• **To do**: Please reproduce, exactly and with nothing added, the line containing "Give one point for each instance of the golden" and every line after it to the end of the records.

Data entries
>>>>>

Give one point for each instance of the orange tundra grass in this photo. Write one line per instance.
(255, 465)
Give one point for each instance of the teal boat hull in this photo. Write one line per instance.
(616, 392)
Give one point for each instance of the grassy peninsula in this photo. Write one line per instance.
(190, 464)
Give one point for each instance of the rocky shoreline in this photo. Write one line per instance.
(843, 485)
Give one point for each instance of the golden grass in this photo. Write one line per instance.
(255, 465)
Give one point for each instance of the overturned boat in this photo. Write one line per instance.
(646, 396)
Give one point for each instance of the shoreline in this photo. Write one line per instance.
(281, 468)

<<<<<

• **Reply to the task**:
Give one point for each instance of the golden grass in this photo. Write one line per instance.
(255, 465)
Give one point for each instance of the overturned boat in this photo. Write one line per instance.
(646, 396)
Give one point for each instance of the shoreline in this photo. Write one line per instance.
(281, 468)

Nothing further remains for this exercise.